*Source records*:
* start *

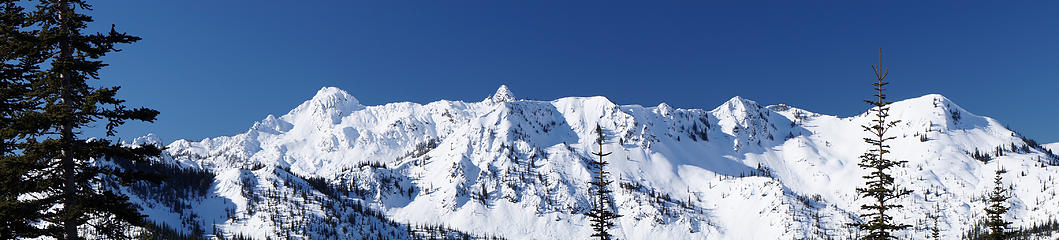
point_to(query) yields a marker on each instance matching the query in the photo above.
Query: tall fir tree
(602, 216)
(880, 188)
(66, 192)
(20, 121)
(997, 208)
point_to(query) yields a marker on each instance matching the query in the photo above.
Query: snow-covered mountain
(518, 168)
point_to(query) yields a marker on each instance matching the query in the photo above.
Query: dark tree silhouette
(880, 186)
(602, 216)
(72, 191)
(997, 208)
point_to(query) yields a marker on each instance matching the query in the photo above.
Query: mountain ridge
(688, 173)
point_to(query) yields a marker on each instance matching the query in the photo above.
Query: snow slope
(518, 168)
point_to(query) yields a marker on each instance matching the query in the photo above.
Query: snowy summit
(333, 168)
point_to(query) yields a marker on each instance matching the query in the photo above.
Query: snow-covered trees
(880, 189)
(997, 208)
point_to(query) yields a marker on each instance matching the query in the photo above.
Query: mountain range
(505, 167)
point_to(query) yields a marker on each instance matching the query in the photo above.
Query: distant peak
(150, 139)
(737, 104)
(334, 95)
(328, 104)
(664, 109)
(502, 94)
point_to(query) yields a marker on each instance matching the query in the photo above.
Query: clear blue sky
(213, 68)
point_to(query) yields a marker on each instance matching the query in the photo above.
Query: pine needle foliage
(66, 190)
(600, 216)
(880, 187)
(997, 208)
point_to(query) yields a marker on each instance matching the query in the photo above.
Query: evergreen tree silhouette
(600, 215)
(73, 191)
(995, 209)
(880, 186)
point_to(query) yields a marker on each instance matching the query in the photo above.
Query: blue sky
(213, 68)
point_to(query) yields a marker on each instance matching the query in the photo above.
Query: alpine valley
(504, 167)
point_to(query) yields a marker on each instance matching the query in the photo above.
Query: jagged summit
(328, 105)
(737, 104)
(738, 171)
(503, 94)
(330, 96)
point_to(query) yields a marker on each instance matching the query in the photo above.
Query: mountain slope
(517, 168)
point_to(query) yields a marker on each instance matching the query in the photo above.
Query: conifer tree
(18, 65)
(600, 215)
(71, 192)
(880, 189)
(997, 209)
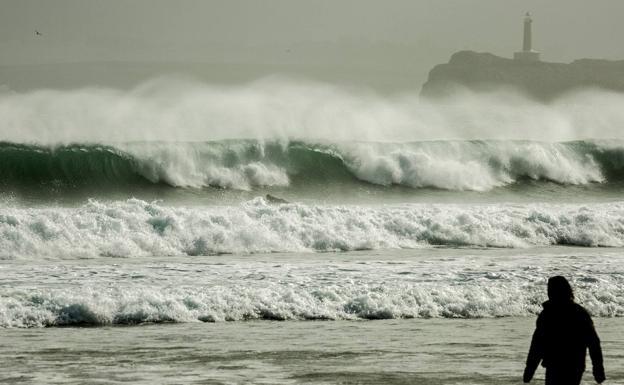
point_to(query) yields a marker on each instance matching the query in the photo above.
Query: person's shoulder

* end *

*Task to complete*: Transcribe all of the entries word for word, but skip any pictures they contain.

*Correct response*:
point_to(query) yields a marker on each instance matching the query in the photo above.
Query: tall fir tree
(602, 216)
(880, 188)
(66, 192)
(20, 121)
(997, 208)
point_to(query) yields a marker on each instance matching the query in the photo above.
Query: snow-covered mountain
(518, 168)
point_to(query) yields a marker on each instance matching the query in the photo above.
Query: dark tree silhouette
(880, 186)
(602, 216)
(72, 191)
(997, 208)
point_to(query) yields a marker on each instance matching the query in the photo above.
Query: mountain ridge
(688, 173)
point_to(query) yields a marker on each instance matching the query in the photo above.
Query: snow slope
(518, 168)
point_to(query) yields a marker on each instance matching the query in the photo above.
Query: snowy summit
(333, 168)
point_to(query) yields a marker on each instance matching the query in the photo above.
Query: snow-covered trees
(880, 189)
(997, 208)
point_to(query) yields a marker on each instance matching the query in the photo above.
Query: mountain range
(505, 167)
point_to(query) yields a marker on each instance matching the query in the photo above.
Query: distant peak
(150, 139)
(737, 104)
(334, 95)
(328, 104)
(664, 109)
(502, 94)
point_to(query) yields a marker on each instance matching the query in the photo above.
Query: clear blue sky
(213, 68)
point_to(query) yields a marker on each instance matching the query in the photo above.
Query: pine needle foliage
(66, 190)
(600, 216)
(880, 187)
(997, 208)
point_to(query) yields a marker on each instance matching the query in the photo above.
Query: evergreen tree silhouette
(600, 215)
(73, 191)
(995, 209)
(880, 186)
point_to(query) yields a marker on each instance matching the query in the photo above.
Query: blue sky
(213, 68)
point_to(query) yields a marker on each instance matching the query in the photo above.
Query: alpine valley
(504, 167)
point_to(query) yields a marker on each instance matching the query in the photo above.
Query: jagged summit
(328, 105)
(737, 104)
(738, 171)
(503, 94)
(330, 96)
point_to(query) yields a marker on each instance matching the query in the photo above.
Query: mountain slope
(517, 168)
point_to(query) yields a marker on each instance matching the query in the photo above.
Query: conifer tree
(18, 65)
(600, 215)
(71, 192)
(880, 189)
(997, 209)
point_to(query) yields a marker on each instance matching the query in the photo above.
Query: person's shoulder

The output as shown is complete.